* PROBLÈMES *
• A. Veuillez mettre à jour le passage du texte sur Brayden Point allant de « Point est effectivement » jusqu'à « un talent certain. » inclus, en y remplaçant « par pur hasard » par « par simple chance ».
• B. D'après le texte sur Brayden Point, combien de points Point a-t-il récoltés en 72 matchs l'an dernier ?

Le 28 mars 2012, Brayden Point a marqué au début de la deuxième période de prolongation pour donner aux Warriors de Moose Jaw une victoire de 5-4 et une avance de 3-1 dans leur série de première ronde contre les Pats de Regina.
Deux semaines plus tard, le 11 avril, Point a récidivé. Son but en or, inscrit après neuf minutes de temps supplémentaire, a envoyé les Tigers de Medecine Hat en vacances après une courte série de quatre matchs.
Quand les Warriors ont finalement baissé pavillon au tour suivant, Point avait 10 points au compteur, dont sept buts. Il venait tout juste d’avoir 16 ans, mesurait 5 pieds 6 pouces, pesait 124 livres et avait à peine disputé plus de matchs dans la Ligue junior de l’Ouest qu’il n’y avait de bougies sur son dernier gâteau d’anniversaire.
Alors non, Alan Millar n’est pas surpris d’entendre que trois ans plus tard, son poulain fait écarquiller les yeux au camp de sélection d’Équipe Canada junior.
« Le reste du pays est en train de découvrir ce que nous avons la chance de voir à chaque jour. Il est bon, n’est-ce pas? », demandait de façon rhétorique le directeur général des Warriors lors d’un récent entretien téléphonique avec RDS.
Point est effectivement très bon. On ne récolte pas 91 points en 72 matchs, comme il l’a fait l’an dernier, par pur hasard. On n’apparaît pas non plus sur le radar de l’équipe nationale sans posséder un talent certain.
Mais voilà, depuis bientôt une semaine, le petit gars de l’Alberta ne se contente pas de faire acte de présence sous les yeux de ceux qui doivent juger de sa valeur en vue du prochain Championnat du monde.

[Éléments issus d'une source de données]
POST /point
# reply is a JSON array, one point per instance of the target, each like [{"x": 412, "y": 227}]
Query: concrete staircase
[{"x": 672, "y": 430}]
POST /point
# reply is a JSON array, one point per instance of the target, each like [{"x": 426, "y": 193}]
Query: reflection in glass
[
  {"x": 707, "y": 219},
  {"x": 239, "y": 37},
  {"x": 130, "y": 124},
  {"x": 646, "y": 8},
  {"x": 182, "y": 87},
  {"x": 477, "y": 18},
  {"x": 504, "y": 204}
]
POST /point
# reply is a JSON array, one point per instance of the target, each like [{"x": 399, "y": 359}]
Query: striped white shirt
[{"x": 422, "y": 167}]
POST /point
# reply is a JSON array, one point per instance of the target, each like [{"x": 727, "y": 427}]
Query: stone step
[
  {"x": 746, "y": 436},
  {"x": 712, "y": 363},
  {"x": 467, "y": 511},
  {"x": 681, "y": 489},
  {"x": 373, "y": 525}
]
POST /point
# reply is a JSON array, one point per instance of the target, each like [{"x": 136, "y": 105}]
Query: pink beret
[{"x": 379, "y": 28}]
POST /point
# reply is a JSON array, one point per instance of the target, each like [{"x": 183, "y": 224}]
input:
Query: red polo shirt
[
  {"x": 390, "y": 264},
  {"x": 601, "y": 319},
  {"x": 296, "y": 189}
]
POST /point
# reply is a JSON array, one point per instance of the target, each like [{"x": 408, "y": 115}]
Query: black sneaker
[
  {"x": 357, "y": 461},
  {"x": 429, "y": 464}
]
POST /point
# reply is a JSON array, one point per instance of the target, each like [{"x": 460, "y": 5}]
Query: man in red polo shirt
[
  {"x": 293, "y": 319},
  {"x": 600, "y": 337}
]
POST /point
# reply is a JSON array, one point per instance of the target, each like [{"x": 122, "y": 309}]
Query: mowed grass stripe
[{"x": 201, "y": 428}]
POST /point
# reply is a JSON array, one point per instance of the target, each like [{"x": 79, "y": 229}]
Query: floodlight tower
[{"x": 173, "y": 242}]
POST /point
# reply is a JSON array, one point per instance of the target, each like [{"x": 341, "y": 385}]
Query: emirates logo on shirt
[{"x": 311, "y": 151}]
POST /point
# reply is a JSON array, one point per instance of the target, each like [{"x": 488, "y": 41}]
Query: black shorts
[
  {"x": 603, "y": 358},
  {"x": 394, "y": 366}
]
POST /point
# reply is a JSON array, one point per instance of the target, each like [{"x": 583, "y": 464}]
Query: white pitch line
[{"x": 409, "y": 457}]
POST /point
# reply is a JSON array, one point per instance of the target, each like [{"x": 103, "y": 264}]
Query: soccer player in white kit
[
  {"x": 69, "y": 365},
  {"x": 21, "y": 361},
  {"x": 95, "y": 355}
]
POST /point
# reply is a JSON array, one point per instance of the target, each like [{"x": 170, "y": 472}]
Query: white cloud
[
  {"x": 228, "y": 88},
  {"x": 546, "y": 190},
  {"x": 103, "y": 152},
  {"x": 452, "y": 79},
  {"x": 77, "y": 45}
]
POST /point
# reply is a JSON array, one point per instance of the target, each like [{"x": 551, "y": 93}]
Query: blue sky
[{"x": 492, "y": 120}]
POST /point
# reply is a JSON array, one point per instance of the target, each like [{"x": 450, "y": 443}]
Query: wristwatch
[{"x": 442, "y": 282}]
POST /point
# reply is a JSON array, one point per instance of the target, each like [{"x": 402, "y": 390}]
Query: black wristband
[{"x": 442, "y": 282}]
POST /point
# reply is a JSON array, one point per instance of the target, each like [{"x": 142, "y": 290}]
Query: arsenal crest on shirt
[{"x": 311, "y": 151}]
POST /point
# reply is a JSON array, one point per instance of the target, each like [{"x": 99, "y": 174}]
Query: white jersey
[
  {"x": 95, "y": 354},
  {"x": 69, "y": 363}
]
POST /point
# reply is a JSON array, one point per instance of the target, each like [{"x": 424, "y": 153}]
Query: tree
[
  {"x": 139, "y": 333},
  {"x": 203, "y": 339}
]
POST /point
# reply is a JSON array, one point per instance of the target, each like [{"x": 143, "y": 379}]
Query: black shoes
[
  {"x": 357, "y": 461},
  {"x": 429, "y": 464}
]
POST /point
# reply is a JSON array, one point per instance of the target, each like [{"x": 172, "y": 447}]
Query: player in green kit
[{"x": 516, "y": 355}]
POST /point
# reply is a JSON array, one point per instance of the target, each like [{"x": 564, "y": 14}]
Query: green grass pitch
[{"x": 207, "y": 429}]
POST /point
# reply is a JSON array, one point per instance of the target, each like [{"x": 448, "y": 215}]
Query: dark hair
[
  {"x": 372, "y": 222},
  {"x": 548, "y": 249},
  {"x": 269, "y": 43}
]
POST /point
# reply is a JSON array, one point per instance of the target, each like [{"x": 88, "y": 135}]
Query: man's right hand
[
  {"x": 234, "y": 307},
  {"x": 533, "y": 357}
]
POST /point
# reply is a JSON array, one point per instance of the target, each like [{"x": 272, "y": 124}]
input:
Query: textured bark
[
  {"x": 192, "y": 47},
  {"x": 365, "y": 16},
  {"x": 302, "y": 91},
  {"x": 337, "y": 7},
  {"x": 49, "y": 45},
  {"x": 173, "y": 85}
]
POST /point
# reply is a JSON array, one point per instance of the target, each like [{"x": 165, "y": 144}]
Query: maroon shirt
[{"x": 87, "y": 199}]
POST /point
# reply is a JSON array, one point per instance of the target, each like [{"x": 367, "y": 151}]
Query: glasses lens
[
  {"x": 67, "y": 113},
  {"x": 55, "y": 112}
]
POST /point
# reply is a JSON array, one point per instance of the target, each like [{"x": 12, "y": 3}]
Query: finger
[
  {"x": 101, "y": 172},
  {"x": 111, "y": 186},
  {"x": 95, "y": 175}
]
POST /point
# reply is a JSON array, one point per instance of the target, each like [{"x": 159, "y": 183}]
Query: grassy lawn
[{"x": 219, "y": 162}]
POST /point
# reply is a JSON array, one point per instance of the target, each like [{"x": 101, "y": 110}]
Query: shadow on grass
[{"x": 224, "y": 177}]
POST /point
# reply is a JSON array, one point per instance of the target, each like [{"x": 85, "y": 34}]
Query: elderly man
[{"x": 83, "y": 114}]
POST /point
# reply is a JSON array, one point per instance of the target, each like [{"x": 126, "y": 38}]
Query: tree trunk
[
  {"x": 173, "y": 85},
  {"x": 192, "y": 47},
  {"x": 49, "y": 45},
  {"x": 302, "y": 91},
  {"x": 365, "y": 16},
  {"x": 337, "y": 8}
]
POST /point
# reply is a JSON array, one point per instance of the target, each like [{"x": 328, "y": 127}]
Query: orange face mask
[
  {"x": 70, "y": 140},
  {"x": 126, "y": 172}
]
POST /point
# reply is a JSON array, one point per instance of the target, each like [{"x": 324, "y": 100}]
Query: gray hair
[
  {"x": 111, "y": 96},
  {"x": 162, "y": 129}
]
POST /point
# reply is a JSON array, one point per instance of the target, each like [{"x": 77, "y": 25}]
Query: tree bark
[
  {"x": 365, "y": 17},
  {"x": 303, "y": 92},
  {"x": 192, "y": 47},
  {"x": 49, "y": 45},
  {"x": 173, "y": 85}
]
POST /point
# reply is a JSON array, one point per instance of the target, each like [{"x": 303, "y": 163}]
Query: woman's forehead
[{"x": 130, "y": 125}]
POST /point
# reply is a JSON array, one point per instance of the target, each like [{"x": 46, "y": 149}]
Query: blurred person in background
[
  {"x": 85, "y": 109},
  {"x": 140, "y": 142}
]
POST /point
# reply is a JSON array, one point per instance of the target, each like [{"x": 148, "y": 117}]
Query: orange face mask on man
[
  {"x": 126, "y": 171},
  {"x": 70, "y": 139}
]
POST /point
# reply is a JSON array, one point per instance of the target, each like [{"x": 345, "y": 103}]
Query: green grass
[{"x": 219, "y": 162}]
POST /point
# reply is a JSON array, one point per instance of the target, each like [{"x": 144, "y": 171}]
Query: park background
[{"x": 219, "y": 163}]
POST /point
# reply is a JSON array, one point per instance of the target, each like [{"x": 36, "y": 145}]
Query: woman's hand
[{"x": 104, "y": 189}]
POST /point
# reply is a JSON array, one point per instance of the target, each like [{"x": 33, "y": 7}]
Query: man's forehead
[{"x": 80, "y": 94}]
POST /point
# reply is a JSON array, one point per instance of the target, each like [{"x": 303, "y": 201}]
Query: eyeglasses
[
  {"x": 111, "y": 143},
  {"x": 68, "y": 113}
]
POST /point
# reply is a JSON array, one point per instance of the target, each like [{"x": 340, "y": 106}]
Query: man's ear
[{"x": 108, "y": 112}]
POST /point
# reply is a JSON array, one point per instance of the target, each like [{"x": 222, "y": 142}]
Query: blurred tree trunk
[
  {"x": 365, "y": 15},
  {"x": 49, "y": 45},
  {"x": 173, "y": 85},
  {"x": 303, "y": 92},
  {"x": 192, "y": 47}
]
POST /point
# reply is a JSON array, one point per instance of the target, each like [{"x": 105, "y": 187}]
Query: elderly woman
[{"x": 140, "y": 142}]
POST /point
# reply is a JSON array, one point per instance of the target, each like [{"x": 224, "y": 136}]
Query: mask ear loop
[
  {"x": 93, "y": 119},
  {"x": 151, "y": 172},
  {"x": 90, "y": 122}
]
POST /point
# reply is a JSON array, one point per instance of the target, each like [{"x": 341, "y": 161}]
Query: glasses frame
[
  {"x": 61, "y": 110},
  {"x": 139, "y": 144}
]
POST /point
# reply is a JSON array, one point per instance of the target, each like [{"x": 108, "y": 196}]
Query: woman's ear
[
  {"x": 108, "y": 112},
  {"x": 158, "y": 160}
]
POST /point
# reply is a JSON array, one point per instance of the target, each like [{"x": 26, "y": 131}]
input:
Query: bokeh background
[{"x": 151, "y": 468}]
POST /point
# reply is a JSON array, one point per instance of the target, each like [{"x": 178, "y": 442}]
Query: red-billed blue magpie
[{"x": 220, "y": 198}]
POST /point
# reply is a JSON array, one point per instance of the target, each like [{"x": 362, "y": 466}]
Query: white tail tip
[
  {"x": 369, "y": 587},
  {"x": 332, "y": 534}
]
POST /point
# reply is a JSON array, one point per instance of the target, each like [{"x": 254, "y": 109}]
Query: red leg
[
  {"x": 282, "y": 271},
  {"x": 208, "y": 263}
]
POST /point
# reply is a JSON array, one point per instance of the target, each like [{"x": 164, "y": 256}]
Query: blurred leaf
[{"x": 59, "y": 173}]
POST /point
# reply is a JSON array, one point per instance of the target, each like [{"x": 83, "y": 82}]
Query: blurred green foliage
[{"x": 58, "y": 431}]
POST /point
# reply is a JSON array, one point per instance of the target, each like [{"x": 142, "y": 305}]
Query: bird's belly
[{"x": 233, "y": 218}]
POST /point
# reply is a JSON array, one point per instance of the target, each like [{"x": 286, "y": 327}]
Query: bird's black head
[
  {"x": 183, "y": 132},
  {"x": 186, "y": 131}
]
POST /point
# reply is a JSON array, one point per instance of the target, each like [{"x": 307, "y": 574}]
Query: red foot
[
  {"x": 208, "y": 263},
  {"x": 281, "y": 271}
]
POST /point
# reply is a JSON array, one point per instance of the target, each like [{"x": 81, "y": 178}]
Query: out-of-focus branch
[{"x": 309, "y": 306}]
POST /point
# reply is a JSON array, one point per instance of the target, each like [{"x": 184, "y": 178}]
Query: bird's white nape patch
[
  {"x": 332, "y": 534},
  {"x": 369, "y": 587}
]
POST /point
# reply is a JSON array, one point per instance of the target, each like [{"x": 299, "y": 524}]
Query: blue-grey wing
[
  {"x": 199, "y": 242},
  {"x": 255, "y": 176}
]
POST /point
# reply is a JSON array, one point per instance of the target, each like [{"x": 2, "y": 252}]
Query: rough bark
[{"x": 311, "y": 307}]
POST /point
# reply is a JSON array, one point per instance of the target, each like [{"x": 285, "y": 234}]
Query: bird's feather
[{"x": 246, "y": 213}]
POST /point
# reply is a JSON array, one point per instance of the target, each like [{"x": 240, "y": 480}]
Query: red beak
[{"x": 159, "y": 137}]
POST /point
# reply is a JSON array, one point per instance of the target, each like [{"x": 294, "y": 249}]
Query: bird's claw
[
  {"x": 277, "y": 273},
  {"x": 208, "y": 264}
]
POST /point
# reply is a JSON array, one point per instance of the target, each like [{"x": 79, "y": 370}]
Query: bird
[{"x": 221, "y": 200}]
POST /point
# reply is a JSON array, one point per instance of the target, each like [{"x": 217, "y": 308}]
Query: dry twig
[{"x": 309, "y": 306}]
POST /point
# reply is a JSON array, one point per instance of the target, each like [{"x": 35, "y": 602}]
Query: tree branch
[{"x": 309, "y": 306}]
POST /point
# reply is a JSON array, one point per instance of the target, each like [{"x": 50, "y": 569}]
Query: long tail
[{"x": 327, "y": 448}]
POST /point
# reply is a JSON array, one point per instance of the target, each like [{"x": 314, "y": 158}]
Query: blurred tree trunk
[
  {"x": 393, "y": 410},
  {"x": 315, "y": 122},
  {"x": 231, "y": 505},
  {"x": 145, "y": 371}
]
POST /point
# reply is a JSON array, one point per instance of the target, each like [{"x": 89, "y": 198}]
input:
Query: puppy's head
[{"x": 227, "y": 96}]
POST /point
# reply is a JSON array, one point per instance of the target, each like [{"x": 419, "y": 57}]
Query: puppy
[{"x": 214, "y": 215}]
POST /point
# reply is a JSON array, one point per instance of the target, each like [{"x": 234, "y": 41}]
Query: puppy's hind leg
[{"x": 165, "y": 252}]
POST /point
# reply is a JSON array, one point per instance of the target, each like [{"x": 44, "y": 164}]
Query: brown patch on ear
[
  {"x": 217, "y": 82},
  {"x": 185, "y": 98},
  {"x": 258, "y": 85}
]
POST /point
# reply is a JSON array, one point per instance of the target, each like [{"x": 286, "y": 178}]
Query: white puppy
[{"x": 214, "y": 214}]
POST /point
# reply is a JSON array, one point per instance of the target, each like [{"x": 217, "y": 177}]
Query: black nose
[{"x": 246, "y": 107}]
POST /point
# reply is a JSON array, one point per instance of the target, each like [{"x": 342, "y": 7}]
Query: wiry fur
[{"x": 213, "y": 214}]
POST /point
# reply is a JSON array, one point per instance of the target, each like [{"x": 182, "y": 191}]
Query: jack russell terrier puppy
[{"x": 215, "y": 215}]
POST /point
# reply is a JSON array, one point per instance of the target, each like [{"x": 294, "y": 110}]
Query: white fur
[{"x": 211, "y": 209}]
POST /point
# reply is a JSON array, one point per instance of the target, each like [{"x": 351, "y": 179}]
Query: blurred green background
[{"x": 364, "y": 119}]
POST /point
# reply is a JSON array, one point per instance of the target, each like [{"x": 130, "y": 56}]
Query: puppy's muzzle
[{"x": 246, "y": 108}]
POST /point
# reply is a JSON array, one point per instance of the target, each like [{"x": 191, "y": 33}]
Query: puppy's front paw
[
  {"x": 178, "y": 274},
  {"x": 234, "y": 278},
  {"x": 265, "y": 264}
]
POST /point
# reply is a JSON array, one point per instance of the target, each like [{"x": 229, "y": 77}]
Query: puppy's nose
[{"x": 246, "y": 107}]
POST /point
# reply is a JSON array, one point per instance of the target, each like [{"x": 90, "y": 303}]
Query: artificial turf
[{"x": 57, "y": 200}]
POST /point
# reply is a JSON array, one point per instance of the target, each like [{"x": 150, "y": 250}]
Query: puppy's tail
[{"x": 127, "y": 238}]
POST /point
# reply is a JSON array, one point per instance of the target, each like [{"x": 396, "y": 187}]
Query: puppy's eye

* RÉPONSES FOURNIES *
• A.
Point est effectivement très bon. On ne récolte pas 91 points en 72 matchs, comme il l’a fait l’an dernier, par simple chance. On n’apparaît pas non plus sur le radar de l’équipe nationale sans posséder un talent certain.

• B. 91 points.